Now let us check to confirm that the data has been normalized.

In [None]:
fynesse.assess.plot_county_population_heatmap(merged)

Let us proceed to make a comparison between the number of primary schools and secondary schools in each county.

In [None]:
from fynesse.assess import normalize_county_names
m = fynesse.assess.plot_schools_choropleth_map(normalize_func=normalize_county_names)
m  # displays the map in

[https://www.knbs.or.ke/wp-content/uploads/2023/09/2019-Kenya-population-and-Housing-Census-Analytical-Report-on-Education-and-Training.pdf](https://www.knbs.or.ke/wp-content/uploads/2023/09/2019-Kenya-population-and-Housing-Census-Analytical-Report-on-Education-and-Training.pdf)


# Literacy In Kenya

According to UNESCO https://www.theglobaleconomy.com/Kenya/Literacy_rate/ Kenya's literacy rate is at 82.88%.

To bring things into proper perspective, basic literacy can be defined as the ability to both read and write with understanding a short, simple statement about everyday life in English or Kiswahili.

The dataset I used here I obtained it from

In [None]:
import pandas as pd
df = pd.read_csv('https://raw.githubusercontent.com/call493/MLFC/main/kenya_literacy_2019.csv')
display(df.head())


Data used here was obtained from Kenya Poverty Report 2019 https://www.knbs.or.ke/wp-content/uploads/2023/09/The-Kenya-Poverty-Report-2019.pdf

In [None]:
# Load the poverty rate dataset
import pandas as pd

# Load poverty data from the specified URL
poverty_df = pd.read_csv('https://raw.githubusercontent.com/call493/MLFC/main/kenya_poverty_2019.csv')
print("Poverty data loaded successfully!")
print(f"Poverty dataset shape: {poverty_df.shape}")
print(f"Poverty dataset columns: {poverty_df.columns.tolist()}")
display(poverty_df.head())

In [None]:
# Merge poverty_df with the previously loaded literacy dataset
# First, let's examine both dataframes and ensure proper column names
print("Columns in poverty_df:", poverty_df.columns.tolist())

### Problem requirements
Decide whether each statement agrees with the Kenya notebook, answering yes or no and quoting the words that settle it: 1. Citing UNESCO, it gives Kenya's literacy rate as 82.88%. 2. It defines basic literacy as reading and writing in English or French. 3. The poverty data was taken from the Kenya Poverty Report 2019. The data that comes next has no connection to the Kenya notebook.

### Data rows
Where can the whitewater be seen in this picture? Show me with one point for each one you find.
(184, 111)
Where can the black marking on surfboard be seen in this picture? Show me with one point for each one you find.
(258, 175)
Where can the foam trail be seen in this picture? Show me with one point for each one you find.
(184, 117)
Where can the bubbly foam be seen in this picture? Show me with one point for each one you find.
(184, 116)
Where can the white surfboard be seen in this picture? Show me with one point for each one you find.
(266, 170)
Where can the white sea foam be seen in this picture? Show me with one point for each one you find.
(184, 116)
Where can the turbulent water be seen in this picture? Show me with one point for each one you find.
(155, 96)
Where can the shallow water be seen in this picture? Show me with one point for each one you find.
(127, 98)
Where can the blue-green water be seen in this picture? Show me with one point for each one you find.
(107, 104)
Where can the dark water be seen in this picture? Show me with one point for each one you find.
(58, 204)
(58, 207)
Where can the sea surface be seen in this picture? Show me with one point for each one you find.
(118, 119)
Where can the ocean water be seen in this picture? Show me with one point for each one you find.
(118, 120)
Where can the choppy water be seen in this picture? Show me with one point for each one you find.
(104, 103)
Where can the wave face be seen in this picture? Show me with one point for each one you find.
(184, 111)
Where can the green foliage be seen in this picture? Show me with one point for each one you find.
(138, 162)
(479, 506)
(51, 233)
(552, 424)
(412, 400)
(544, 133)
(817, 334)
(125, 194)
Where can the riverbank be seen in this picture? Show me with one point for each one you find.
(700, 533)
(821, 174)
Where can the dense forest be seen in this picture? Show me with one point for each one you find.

### Task solution
1. Yes: "Kenya's literacy rate is at 82.88%."
2. No: "in English or Kiswahili."
3. Yes: "Data used here was obtained from Kenya Poverty Report 2019"